## THE EXERCISE
Arrange the listing below as a Markdown table with two columns, Row and Line. Number the rows in order, give each line in full, and leave out blank lines.

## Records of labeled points

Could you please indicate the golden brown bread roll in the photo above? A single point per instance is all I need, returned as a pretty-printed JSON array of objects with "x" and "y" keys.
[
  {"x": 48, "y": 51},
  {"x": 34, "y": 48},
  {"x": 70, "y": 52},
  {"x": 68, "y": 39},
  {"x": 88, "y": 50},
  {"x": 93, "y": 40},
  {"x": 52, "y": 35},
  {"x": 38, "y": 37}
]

## RESULT BELOW
| Row | Line |
|---|---|
| 1 | Could you please indicate the golden brown bread roll in the photo above? A single point per instance is all I need, returned as a pretty-printed JSON array of objects with "x" and "y" keys. |
| 2 | [ |
| 3 |   {"x": 48, "y": 51}, |
| 4 |   {"x": 34, "y": 48}, |
| 5 |   {"x": 70, "y": 52}, |
| 6 |   {"x": 68, "y": 39}, |
| 7 |   {"x": 88, "y": 50}, |
| 8 |   {"x": 93, "y": 40}, |
| 9 |   {"x": 52, "y": 35}, |
| 10 |   {"x": 38, "y": 37} |
| 11 | ] |